### Written task 1:
Can you find every line in the entries that contains the string "brown" and copy each one out? Case counts.

### Reading text:

━━━━━━━━━━

I also see that, as expected, the agent is trying to stop the remaining container:

level=info time=2021-02-01T18:27:17Z msg="Task engine [arn:aws:ecs:us-west-2:758282334450:task/execDemo/c5162c766891463cb683a60bb6534a83]: error transitioning container [continuelogs (Runtime ID: c233aff801f49f710b1efc08a3d53356a83dacdbc0c5af7001445236e220f116)] to [STOPPED]: Could not transition to stopped; timed out after waiting 2m30s" module=docker_task_engine.go

And even when I try to stop that httpd container manually using both docker stop and docker kill I am unable to.

Also when I describe the task I see that it is STOPPED with the timeout error:

                    "image": "httpd",
                    "lastStatus": "STOPPED",
                    "exitCode": 255,
                    "reason": "DockerTimeoutError: Could not transition to stopped; timed out after waiting 2m30s",

Also note: when I stop the httpd container first with docker stop , there is no issue. The container exits and the fluent-bit container is also automatically stopped (because the httpd container is marked essential). This issue only occurs when the fluent-bit container is stopped before the httpd container.

━━━━━━━━━━

### Material provided:
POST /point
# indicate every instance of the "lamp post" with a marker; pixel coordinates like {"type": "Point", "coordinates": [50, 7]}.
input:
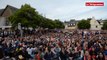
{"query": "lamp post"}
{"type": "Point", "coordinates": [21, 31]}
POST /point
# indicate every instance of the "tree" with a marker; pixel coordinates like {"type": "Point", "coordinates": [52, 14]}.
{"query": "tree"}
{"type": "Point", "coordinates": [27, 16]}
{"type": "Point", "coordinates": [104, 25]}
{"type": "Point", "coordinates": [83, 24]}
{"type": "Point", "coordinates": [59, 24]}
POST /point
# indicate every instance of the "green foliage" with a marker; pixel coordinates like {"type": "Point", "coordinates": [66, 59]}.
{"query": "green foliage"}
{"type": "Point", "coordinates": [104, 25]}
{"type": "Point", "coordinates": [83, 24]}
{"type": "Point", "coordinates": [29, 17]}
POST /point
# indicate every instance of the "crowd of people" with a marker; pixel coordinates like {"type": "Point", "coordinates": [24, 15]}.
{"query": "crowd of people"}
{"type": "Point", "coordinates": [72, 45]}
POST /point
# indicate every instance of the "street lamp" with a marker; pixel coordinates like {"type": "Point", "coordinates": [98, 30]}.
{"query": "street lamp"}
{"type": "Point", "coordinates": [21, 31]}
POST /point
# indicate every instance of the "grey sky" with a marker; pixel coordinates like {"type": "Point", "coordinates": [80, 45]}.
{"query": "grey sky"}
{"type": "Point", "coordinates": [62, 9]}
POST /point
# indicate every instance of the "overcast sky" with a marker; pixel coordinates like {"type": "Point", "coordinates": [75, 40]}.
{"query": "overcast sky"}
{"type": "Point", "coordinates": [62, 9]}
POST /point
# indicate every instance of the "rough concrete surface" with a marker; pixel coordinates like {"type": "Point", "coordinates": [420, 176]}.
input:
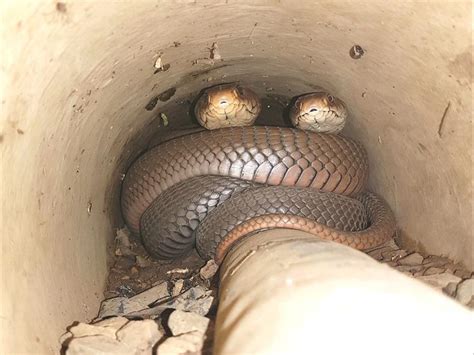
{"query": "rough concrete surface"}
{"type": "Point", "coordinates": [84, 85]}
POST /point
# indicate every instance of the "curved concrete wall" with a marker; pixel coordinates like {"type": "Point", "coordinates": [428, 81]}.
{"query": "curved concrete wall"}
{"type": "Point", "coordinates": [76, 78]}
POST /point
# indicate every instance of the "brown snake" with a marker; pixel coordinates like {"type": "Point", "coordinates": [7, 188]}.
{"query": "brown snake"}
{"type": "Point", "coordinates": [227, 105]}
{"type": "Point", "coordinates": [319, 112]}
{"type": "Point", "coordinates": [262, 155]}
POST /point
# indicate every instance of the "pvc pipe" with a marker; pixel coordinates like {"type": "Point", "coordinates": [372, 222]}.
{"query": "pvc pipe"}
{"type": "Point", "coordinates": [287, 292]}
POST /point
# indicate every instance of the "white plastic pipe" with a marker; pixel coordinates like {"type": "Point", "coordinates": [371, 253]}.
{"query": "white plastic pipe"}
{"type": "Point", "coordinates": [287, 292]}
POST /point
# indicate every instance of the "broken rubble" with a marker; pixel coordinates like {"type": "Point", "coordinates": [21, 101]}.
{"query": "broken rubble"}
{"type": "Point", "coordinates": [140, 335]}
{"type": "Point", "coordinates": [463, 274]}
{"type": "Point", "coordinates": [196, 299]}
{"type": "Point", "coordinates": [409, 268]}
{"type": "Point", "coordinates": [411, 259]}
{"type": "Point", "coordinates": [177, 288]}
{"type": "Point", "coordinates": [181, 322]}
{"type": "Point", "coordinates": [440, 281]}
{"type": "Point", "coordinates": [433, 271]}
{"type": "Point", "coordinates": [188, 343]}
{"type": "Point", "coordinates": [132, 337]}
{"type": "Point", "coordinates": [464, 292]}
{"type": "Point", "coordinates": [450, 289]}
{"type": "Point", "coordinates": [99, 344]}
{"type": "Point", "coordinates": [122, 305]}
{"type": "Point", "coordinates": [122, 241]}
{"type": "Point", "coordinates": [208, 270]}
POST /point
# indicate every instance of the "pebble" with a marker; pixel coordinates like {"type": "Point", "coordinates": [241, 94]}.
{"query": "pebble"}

━━━━━━━━━━

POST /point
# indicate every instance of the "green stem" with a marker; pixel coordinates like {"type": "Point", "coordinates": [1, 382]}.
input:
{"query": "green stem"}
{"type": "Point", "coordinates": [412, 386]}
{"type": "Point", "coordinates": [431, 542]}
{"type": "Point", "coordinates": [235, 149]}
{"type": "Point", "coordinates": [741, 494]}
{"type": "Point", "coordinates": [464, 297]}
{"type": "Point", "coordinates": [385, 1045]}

━━━━━━━━━━

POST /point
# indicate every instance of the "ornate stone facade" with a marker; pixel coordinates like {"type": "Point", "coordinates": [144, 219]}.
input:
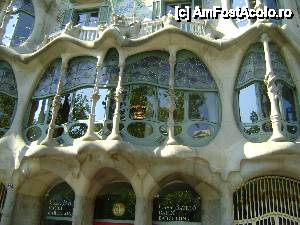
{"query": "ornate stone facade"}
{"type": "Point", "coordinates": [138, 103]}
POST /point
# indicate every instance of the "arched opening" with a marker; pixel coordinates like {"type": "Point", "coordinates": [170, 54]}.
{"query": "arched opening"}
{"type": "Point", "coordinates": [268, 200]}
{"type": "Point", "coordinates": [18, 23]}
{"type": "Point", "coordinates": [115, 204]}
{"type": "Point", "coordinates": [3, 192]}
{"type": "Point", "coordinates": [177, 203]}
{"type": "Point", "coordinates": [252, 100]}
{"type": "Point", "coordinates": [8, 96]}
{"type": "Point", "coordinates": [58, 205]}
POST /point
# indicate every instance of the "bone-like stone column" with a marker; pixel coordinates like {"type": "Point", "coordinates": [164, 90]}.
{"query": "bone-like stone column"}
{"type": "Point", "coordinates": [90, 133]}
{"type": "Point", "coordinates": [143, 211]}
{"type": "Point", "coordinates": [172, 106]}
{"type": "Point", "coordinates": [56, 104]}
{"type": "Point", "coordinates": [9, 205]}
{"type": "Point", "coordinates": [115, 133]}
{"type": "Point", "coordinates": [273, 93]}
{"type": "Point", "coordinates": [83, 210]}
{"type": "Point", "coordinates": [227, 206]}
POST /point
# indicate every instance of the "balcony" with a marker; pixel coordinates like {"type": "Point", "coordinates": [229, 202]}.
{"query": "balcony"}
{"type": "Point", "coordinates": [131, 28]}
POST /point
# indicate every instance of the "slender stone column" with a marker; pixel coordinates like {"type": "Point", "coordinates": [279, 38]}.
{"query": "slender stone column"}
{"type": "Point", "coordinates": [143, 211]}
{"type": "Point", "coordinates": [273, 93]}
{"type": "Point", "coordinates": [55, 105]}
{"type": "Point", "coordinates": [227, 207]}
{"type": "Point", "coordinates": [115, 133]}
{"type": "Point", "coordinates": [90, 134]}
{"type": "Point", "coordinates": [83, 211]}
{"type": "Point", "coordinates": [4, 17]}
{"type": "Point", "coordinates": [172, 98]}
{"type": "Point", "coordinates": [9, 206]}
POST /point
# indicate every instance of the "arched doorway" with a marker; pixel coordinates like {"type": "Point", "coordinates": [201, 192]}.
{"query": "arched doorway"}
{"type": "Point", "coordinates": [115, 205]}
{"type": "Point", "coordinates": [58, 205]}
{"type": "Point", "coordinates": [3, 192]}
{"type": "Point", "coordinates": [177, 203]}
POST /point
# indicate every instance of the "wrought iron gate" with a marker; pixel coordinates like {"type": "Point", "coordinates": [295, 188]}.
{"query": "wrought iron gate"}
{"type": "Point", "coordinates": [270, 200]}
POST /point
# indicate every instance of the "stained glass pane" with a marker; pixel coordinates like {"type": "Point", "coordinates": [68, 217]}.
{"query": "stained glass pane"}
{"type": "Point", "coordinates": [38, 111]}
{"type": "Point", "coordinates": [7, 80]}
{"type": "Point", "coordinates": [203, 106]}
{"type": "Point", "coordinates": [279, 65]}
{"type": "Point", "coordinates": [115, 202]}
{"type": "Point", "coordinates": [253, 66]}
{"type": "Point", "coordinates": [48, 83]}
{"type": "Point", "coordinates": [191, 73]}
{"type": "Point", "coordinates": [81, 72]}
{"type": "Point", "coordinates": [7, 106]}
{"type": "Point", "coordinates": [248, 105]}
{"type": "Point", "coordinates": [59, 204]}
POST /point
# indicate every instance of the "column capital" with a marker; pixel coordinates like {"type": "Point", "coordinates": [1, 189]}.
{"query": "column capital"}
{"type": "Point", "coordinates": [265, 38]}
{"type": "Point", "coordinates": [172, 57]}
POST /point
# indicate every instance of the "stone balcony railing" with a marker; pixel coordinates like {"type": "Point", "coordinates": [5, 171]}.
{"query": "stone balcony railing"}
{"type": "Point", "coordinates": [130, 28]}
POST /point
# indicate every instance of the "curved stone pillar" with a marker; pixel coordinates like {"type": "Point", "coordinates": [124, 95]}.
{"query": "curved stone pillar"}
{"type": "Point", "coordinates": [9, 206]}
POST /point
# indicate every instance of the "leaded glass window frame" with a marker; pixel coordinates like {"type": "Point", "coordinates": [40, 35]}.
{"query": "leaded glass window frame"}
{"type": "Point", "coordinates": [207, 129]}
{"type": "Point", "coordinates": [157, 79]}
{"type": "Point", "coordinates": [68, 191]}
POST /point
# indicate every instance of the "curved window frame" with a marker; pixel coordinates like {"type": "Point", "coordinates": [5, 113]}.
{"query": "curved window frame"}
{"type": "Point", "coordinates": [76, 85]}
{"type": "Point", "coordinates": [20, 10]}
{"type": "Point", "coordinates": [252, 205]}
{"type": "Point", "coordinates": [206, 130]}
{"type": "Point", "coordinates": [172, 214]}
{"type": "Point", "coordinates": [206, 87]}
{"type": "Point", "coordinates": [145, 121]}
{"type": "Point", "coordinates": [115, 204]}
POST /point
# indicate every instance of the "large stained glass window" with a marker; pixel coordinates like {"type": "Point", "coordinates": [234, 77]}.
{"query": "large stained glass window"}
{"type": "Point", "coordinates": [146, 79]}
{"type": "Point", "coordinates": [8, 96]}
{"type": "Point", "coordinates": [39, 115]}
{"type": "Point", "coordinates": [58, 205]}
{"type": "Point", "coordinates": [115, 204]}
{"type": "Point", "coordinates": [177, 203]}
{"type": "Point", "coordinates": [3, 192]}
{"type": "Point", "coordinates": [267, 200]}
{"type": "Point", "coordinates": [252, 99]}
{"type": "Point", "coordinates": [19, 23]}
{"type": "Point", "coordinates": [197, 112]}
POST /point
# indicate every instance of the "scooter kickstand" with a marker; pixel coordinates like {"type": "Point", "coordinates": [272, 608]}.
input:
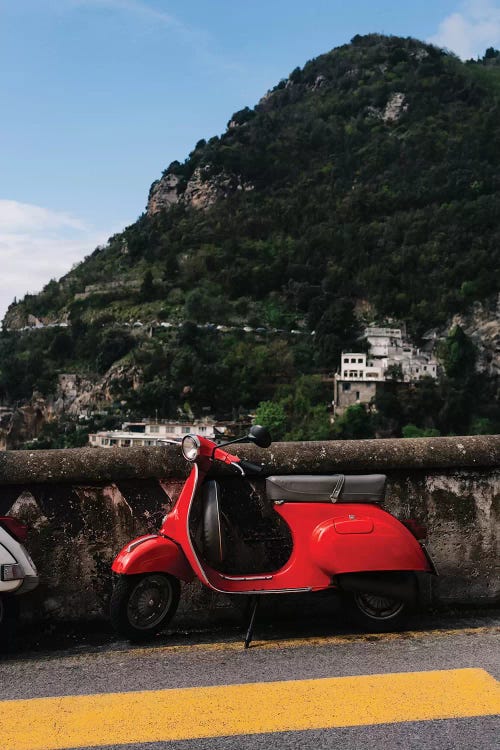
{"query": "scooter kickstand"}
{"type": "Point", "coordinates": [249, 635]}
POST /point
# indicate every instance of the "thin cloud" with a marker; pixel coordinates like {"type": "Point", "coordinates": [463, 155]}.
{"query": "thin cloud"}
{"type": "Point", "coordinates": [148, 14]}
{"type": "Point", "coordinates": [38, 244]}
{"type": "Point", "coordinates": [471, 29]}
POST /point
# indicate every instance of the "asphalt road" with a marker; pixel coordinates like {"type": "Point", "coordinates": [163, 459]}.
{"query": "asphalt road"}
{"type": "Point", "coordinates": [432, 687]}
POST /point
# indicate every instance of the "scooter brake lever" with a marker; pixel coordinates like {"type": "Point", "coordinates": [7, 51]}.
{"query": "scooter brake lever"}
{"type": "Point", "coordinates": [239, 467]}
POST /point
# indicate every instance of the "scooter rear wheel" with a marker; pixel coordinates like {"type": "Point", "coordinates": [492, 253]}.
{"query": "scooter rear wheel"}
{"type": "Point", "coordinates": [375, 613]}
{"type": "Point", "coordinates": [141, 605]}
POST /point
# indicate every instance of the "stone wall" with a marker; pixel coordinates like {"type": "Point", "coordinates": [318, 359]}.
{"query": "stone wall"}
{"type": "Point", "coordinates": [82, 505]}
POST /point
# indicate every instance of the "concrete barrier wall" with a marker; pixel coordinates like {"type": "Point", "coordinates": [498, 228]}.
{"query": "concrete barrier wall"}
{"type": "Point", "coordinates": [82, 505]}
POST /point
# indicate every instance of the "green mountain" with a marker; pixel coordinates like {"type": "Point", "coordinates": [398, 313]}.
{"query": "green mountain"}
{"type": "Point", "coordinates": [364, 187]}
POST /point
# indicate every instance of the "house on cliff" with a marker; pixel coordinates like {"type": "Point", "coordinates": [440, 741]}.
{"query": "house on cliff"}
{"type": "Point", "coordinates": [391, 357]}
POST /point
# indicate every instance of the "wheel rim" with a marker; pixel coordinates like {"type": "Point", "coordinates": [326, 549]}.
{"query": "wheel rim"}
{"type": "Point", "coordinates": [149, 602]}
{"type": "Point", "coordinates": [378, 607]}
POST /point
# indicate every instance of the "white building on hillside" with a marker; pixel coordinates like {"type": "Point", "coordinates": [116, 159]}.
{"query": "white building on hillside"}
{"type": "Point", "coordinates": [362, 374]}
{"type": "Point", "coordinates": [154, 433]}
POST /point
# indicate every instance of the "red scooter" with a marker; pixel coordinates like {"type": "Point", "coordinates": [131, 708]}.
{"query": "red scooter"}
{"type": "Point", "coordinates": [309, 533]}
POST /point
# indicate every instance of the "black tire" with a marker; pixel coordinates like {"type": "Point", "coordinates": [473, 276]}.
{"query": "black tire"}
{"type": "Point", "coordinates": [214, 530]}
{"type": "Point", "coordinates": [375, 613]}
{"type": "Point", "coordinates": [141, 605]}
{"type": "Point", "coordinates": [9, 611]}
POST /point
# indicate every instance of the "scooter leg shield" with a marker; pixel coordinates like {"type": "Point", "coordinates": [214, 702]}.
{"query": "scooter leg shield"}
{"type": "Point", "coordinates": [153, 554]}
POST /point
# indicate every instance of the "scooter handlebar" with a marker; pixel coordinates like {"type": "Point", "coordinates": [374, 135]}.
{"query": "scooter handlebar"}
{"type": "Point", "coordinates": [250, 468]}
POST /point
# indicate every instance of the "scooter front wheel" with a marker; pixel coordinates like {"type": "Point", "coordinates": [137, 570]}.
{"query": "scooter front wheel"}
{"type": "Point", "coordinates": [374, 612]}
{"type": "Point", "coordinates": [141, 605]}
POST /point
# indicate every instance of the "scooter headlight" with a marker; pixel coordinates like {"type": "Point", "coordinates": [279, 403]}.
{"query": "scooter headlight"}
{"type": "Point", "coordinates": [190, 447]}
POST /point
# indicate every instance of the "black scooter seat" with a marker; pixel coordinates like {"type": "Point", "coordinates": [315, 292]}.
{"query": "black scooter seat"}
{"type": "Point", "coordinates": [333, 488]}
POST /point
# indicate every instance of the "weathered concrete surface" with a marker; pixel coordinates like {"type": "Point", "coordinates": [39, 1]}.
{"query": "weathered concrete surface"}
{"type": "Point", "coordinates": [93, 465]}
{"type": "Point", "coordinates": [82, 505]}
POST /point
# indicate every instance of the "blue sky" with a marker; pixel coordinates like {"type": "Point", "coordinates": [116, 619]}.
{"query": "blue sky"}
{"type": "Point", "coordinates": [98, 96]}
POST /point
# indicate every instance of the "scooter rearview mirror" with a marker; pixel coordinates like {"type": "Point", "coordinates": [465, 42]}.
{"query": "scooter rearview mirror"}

━━━━━━━━━━

### Written task 2:
Could you resume the post about the ECS container that won't stop, writing on from its last sentence?

### Reply 1:
# indicate every instance of the "brown snake" with a marker; pixel coordinates like {"type": "Point", "coordinates": [7, 188]}.
{"query": "brown snake"}

### Reply 2:
fierlion · 2021-02-01T19:51:09Z

One more clue: I tested with polinux/httpd (Apache in a Docker with Supervisor - https://hub.docker.com/r/polinux/httpd) so I could get a shell inside the running container. This image doesn't show the same issue. I can stop the fluent-bit container and polinux/httpd exits as expected (after ~45 seconds).

I also tested the httpd image with the init process enabled, but still saw the image hang.

            "linuxParameters": {
                "initProcessEnabled": true
            },

shubham2892 · 2021-02-10T22:58:10Z

Looks like httpd docker container is hanging, I am not even able to do a docker inspect for that container after stopping the log-router container.
Also, can you check docker logs <container id of httpd container> , for me it was showing an error message in setting up the logs for the container. In addition, can you try polinux/httpd if that resolves the issue as recommended by @fierlion . Thanks.

kullu-ashish · 2021-02-11T04:57:32Z

Hi There,
I need to find the root cause for this issue. What do you recommend to do here -
Should I open an issue with Docker? Or Is it related to fluent-bit?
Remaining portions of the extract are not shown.